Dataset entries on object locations
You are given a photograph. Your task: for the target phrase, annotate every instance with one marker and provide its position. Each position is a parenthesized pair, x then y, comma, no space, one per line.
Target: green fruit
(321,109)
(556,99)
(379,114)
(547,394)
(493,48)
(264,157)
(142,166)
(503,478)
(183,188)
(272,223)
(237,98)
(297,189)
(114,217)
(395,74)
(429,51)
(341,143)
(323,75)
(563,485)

→ WHAT YOU NEED TO DO:
Could you lay out the entries above as a two-column CSV with the headers "prompt" and "answer", one row per entry, and each field quoted with its line breaks turned into spaces?

→ THE SOLUTION:
prompt,answer
"You are given a photograph. Your task: for the target phrase, annotate every instance with one marker and provide its position. Each position is a parenthesized pair, x then y, comma, no space, one per line. Target: green fruit","(321,109) (556,99) (379,114) (547,394) (493,48) (264,157) (142,166) (503,478) (183,188) (272,223) (237,98) (297,189) (114,217) (395,74) (429,51) (341,143) (323,75) (563,485)"